■ Problem to solve
Return verbatim the run of lines that opens with the line holding "point_to(query) puts a dot on the blue sky, one" and closes with the last line of the records.

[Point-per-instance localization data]

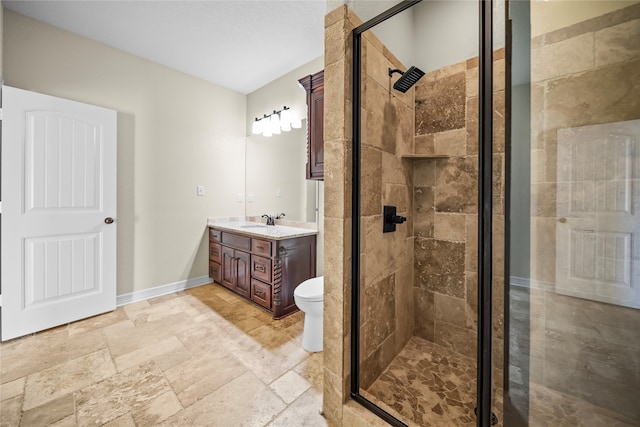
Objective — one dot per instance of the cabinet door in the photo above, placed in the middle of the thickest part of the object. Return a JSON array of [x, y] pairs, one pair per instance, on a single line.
[[314, 85], [243, 274], [215, 271], [315, 165], [228, 267], [261, 268], [297, 263], [215, 252]]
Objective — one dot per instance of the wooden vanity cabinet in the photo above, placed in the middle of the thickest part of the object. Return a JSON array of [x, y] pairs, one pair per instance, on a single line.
[[263, 271], [314, 86], [235, 271]]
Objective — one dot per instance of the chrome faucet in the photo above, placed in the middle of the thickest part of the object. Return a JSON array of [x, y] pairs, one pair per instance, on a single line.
[[271, 218]]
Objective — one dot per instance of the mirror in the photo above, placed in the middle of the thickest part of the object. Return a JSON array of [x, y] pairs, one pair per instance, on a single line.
[[275, 176]]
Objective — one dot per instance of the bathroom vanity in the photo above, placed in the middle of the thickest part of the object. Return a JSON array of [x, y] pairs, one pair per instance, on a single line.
[[261, 263]]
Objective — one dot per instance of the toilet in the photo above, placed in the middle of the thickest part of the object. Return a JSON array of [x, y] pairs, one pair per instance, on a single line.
[[309, 296]]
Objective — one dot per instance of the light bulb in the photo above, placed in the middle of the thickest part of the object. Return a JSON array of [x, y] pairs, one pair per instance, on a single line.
[[266, 129], [275, 123], [257, 127], [285, 121], [296, 123]]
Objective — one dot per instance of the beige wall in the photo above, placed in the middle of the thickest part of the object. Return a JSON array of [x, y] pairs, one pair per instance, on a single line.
[[547, 16], [174, 132], [279, 162], [598, 86], [1, 38]]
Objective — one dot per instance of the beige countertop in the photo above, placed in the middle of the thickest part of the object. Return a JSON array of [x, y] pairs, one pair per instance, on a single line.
[[256, 229]]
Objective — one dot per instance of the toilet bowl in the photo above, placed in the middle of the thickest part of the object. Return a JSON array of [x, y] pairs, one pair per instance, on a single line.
[[309, 297]]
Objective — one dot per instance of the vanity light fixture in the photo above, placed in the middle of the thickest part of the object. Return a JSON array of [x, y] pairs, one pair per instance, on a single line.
[[278, 121]]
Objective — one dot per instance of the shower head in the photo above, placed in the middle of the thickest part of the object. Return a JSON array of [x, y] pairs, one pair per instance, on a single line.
[[408, 78]]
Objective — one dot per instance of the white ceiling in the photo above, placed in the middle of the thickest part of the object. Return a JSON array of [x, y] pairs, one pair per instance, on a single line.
[[238, 44]]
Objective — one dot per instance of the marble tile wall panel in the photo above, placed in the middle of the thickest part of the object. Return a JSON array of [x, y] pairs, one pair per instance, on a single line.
[[387, 277], [439, 266], [339, 24], [441, 104], [585, 349]]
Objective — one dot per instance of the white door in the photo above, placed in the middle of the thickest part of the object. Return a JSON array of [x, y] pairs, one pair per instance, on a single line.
[[58, 231], [598, 228]]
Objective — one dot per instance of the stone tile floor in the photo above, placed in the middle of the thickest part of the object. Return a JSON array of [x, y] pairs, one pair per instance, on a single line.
[[201, 357], [427, 385]]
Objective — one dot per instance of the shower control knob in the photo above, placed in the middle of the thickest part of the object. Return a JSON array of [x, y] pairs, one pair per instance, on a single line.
[[399, 219], [390, 219]]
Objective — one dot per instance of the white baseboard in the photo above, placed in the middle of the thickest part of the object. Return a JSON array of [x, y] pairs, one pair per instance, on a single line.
[[520, 281], [158, 291], [526, 282]]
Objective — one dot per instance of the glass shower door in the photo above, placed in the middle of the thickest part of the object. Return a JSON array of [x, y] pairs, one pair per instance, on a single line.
[[417, 153], [574, 271]]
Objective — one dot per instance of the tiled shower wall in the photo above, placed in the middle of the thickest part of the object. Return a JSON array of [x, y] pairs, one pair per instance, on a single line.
[[585, 74], [386, 258], [446, 207]]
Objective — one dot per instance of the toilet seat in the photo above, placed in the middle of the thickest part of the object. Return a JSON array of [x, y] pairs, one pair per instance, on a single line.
[[310, 290]]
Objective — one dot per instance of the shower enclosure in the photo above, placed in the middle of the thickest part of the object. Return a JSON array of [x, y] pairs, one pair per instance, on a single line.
[[508, 142]]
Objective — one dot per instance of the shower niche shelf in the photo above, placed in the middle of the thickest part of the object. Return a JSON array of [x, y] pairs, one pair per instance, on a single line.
[[424, 156]]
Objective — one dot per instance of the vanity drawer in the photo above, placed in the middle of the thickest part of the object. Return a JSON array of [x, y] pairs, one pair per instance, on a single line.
[[215, 234], [215, 272], [237, 241], [261, 293], [261, 268], [261, 247], [215, 252]]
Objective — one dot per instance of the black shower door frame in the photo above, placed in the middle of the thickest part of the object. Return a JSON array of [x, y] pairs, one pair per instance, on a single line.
[[485, 211]]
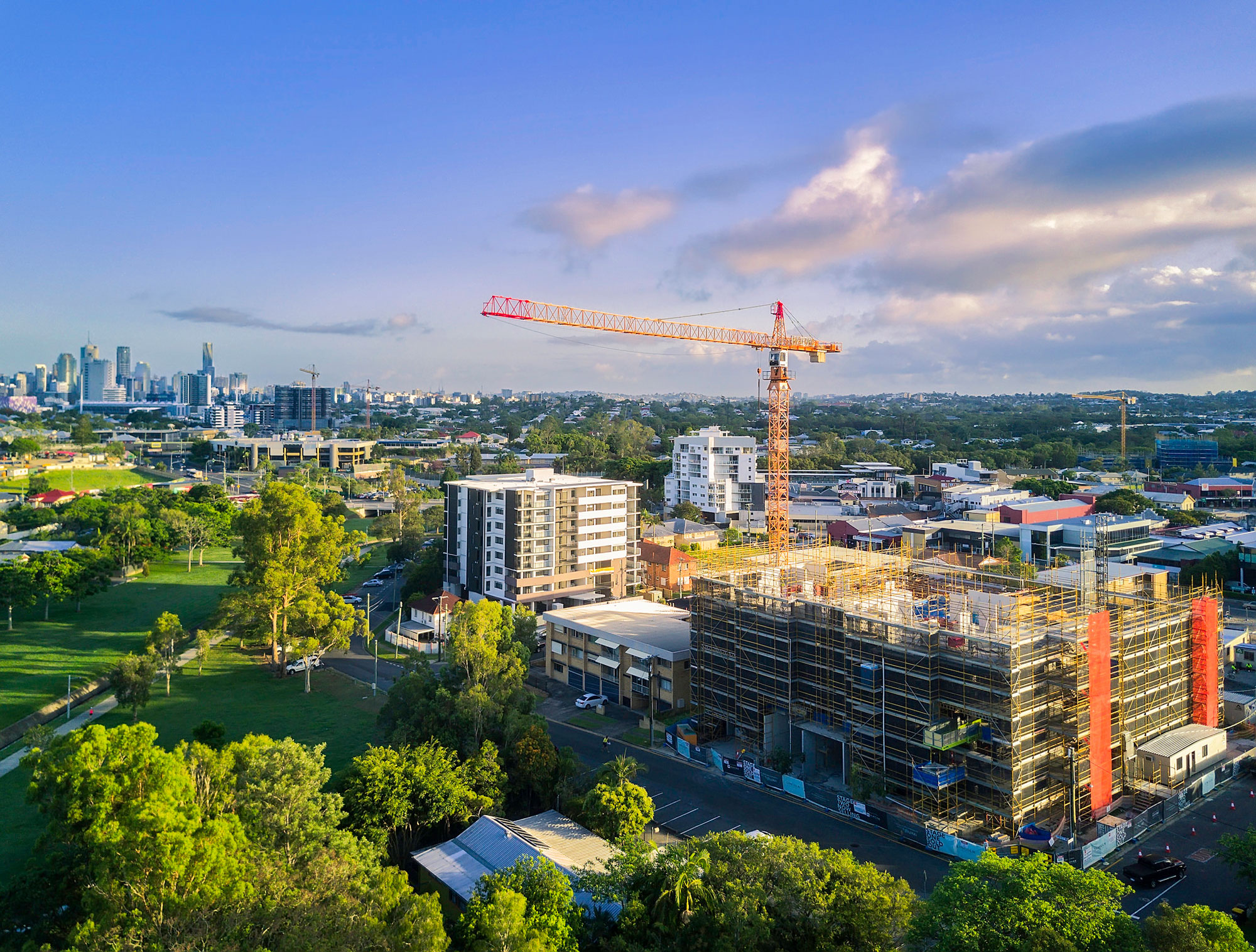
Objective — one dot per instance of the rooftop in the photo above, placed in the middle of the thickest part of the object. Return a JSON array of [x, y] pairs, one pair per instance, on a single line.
[[629, 624]]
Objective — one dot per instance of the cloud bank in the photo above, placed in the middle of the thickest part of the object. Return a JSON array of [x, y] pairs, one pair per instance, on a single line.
[[590, 219], [369, 327]]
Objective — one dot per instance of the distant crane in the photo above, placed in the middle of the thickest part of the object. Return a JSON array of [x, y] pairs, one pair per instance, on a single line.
[[1125, 403], [315, 375], [778, 345]]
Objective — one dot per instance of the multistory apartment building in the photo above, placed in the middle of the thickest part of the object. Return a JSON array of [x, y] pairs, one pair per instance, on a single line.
[[715, 472], [542, 538], [225, 416]]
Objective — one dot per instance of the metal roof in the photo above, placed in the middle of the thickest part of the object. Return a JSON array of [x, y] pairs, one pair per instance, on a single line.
[[1179, 740]]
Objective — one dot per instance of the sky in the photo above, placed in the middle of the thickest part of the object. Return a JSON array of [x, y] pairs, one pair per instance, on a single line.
[[985, 198]]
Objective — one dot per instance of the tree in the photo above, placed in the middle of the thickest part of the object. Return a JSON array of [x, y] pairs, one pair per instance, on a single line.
[[619, 813], [997, 904], [204, 642], [688, 511], [501, 925], [17, 587], [396, 796], [160, 644], [328, 622], [290, 551], [92, 577], [1193, 929], [550, 901], [133, 680], [53, 577]]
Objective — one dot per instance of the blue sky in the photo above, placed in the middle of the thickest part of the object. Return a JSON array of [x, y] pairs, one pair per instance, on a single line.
[[985, 199]]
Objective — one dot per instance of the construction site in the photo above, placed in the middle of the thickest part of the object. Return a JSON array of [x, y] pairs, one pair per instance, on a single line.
[[980, 701]]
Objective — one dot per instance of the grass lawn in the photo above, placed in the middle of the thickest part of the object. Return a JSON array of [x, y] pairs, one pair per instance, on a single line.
[[246, 698], [37, 656], [91, 480]]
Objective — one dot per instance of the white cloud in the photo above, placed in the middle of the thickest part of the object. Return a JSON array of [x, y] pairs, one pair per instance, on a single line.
[[588, 218]]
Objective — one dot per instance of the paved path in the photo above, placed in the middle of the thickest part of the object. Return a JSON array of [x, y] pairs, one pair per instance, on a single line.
[[95, 711]]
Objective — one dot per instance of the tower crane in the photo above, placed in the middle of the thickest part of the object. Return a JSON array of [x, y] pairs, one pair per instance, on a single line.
[[778, 345], [315, 375], [1125, 403]]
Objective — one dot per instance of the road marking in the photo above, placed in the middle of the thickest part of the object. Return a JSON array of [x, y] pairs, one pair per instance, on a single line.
[[684, 814], [1135, 915], [700, 825]]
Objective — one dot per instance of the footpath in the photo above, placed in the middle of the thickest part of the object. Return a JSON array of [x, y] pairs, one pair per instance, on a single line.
[[96, 710]]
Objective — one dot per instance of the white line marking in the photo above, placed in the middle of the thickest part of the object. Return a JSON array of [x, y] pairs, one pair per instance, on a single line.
[[1135, 915], [684, 814], [700, 825]]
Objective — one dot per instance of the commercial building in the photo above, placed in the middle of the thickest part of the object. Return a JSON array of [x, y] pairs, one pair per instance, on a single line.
[[630, 651], [715, 472], [987, 703], [541, 537], [293, 408], [330, 454], [1186, 454]]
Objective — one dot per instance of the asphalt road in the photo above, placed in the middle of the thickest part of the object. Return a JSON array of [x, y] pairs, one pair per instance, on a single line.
[[1209, 881], [693, 802]]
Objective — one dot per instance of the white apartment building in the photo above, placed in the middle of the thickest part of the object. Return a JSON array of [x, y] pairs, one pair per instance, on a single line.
[[715, 472], [225, 416], [541, 538]]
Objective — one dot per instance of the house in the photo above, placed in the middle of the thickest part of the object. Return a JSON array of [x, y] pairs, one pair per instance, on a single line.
[[683, 532], [53, 498], [668, 568], [428, 625], [492, 845]]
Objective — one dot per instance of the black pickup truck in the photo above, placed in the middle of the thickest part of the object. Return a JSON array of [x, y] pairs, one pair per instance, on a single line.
[[1154, 870]]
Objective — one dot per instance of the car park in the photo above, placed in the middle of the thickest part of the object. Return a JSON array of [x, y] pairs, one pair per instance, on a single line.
[[1154, 870]]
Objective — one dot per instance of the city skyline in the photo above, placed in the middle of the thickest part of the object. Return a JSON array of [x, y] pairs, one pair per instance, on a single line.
[[969, 203]]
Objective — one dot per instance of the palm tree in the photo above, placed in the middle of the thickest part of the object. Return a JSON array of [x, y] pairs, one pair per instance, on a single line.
[[684, 891], [621, 771]]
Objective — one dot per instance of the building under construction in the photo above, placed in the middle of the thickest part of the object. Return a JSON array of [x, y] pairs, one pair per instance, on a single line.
[[982, 700]]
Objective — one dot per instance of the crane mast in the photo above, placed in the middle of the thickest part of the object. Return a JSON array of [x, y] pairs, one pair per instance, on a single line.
[[779, 345]]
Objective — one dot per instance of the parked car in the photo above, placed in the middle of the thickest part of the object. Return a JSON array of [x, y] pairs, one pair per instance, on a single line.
[[1154, 870], [298, 666]]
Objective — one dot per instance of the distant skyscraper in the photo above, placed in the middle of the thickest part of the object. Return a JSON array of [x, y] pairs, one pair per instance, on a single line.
[[67, 371], [100, 382]]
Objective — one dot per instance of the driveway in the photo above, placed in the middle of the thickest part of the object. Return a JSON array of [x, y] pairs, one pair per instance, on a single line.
[[693, 802]]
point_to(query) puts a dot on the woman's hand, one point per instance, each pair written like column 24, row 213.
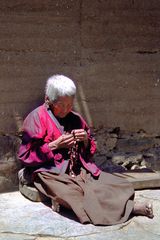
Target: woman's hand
column 80, row 135
column 64, row 141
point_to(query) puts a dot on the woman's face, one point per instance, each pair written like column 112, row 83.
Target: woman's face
column 63, row 106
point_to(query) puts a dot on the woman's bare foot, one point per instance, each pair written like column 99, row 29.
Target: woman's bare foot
column 143, row 209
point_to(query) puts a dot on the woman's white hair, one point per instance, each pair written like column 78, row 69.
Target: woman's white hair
column 59, row 86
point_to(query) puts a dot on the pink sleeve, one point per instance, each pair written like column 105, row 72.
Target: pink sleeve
column 33, row 150
column 91, row 148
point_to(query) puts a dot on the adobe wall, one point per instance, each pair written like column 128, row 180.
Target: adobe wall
column 110, row 48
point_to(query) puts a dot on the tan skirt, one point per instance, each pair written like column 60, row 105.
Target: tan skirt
column 107, row 200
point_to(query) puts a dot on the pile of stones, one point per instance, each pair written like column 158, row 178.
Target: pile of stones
column 118, row 151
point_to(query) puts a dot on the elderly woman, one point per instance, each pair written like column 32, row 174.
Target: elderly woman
column 58, row 147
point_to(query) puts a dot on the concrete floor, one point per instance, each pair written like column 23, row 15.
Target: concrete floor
column 22, row 219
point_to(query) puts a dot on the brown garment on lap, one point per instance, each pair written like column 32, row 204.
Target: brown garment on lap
column 107, row 200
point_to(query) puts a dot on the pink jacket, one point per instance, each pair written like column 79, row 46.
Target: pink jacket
column 39, row 129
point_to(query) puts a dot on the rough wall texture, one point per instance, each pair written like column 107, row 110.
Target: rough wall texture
column 110, row 48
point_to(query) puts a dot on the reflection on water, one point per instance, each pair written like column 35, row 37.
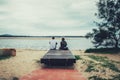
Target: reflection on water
column 31, row 43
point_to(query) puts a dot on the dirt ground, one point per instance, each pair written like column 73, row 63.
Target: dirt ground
column 27, row 60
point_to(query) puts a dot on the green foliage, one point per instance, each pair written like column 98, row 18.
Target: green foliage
column 108, row 32
column 105, row 62
column 116, row 77
column 90, row 68
column 110, row 66
column 77, row 57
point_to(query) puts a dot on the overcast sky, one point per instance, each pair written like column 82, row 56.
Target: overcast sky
column 47, row 17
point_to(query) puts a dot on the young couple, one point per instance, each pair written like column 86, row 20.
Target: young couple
column 53, row 44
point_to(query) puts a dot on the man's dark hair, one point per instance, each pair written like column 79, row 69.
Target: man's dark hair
column 53, row 37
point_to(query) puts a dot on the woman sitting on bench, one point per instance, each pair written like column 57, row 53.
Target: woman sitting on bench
column 63, row 44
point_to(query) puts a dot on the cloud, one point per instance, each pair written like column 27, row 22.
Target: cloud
column 47, row 17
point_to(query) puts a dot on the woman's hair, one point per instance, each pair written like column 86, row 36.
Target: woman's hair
column 63, row 39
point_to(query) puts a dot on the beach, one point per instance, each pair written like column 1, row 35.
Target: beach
column 27, row 60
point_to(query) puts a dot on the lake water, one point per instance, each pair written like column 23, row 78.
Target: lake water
column 43, row 43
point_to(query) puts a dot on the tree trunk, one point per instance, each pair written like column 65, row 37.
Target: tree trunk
column 116, row 44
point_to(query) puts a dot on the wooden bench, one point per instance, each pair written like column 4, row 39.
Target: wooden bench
column 58, row 58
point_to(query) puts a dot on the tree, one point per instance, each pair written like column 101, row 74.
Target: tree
column 108, row 32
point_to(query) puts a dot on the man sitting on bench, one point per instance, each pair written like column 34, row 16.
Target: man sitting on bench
column 63, row 44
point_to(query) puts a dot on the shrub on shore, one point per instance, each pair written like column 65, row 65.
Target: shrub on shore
column 103, row 50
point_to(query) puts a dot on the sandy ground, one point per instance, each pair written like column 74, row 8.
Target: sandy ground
column 26, row 61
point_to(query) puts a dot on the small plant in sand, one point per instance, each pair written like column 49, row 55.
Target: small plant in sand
column 77, row 57
column 96, row 78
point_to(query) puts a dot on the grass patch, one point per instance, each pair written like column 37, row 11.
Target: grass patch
column 103, row 50
column 116, row 77
column 91, row 67
column 98, row 58
column 105, row 62
column 4, row 57
column 77, row 57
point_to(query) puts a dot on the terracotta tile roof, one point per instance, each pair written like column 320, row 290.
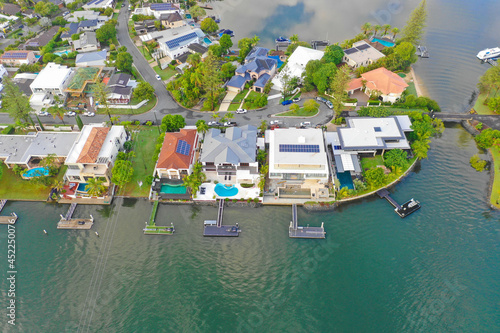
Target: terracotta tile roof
column 93, row 146
column 385, row 81
column 168, row 158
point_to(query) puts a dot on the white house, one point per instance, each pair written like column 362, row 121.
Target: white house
column 298, row 164
column 296, row 64
column 94, row 152
column 231, row 157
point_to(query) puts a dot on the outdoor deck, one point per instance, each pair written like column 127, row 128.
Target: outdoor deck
column 296, row 231
column 403, row 210
column 215, row 228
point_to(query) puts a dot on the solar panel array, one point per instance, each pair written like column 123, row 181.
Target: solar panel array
column 15, row 55
column 183, row 147
column 285, row 148
column 176, row 42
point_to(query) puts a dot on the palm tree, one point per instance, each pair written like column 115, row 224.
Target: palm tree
column 95, row 187
column 394, row 31
column 386, row 28
column 367, row 27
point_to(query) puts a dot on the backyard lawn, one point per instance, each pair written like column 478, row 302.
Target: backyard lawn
column 13, row 187
column 143, row 164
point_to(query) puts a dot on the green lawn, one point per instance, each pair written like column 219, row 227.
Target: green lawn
column 166, row 73
column 480, row 108
column 371, row 162
column 13, row 187
column 143, row 164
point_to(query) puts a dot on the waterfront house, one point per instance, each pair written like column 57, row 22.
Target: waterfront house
column 18, row 58
column 361, row 54
column 298, row 163
column 94, row 152
column 230, row 157
column 296, row 64
column 381, row 81
column 258, row 67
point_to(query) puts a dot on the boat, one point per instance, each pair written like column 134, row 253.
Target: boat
column 489, row 53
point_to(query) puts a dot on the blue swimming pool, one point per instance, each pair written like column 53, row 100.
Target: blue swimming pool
column 36, row 172
column 225, row 191
column 383, row 42
column 345, row 180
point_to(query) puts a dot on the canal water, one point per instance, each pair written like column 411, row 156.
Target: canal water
column 435, row 271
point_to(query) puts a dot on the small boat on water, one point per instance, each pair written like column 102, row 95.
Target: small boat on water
column 489, row 53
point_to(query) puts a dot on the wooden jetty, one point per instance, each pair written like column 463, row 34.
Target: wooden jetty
column 153, row 229
column 215, row 228
column 296, row 231
column 11, row 219
column 403, row 210
column 68, row 222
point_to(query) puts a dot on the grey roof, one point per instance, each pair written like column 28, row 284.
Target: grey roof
column 19, row 148
column 237, row 145
column 91, row 56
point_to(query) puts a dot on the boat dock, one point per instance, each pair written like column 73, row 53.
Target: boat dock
column 215, row 228
column 10, row 219
column 403, row 210
column 296, row 231
column 68, row 222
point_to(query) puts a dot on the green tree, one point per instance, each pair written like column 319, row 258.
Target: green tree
column 333, row 53
column 414, row 29
column 124, row 62
column 172, row 123
column 144, row 90
column 122, row 172
column 208, row 25
column 338, row 88
column 95, row 187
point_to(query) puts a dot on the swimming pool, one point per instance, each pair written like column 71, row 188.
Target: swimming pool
column 383, row 42
column 36, row 172
column 225, row 191
column 173, row 189
column 345, row 180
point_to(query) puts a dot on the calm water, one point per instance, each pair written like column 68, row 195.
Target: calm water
column 436, row 271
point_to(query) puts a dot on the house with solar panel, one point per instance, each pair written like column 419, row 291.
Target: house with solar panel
column 98, row 4
column 231, row 157
column 361, row 54
column 18, row 58
column 94, row 152
column 258, row 68
column 298, row 163
column 175, row 42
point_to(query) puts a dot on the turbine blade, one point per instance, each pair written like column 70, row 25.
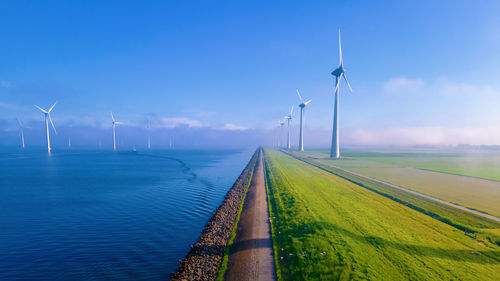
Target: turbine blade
column 300, row 97
column 40, row 109
column 52, row 107
column 20, row 123
column 338, row 83
column 340, row 49
column 349, row 85
column 52, row 123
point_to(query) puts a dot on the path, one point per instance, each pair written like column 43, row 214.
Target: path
column 251, row 255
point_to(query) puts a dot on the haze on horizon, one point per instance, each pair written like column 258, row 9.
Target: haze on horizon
column 222, row 75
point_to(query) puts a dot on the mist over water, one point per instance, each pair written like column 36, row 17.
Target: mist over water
column 91, row 215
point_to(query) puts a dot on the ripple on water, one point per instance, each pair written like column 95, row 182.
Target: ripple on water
column 100, row 215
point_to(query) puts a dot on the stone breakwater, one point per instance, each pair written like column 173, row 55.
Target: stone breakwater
column 205, row 256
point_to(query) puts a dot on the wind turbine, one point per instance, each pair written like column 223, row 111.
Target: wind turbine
column 302, row 106
column 22, row 131
column 114, row 122
column 338, row 73
column 47, row 119
column 149, row 134
column 289, row 118
column 282, row 123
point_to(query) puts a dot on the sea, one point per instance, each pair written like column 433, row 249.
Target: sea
column 103, row 215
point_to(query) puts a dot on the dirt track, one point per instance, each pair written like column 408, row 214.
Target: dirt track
column 251, row 255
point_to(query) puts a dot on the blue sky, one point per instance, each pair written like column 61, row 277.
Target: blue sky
column 422, row 72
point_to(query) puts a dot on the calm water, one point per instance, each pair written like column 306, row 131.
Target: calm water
column 103, row 215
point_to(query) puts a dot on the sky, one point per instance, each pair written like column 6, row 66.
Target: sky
column 222, row 73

■ Exercise answer
point_to(query) puts a dot on the blue sky, one point per instance, each pair written like column 61, row 277.
Target: blue sky
column 422, row 72
point_to(query) puts a dot on the calm water, one point per instance, each pair written like column 306, row 131.
Target: calm water
column 103, row 215
point_to(query) puts a dot on the sky, one point per instance, each pair written like column 6, row 66.
Target: sky
column 222, row 73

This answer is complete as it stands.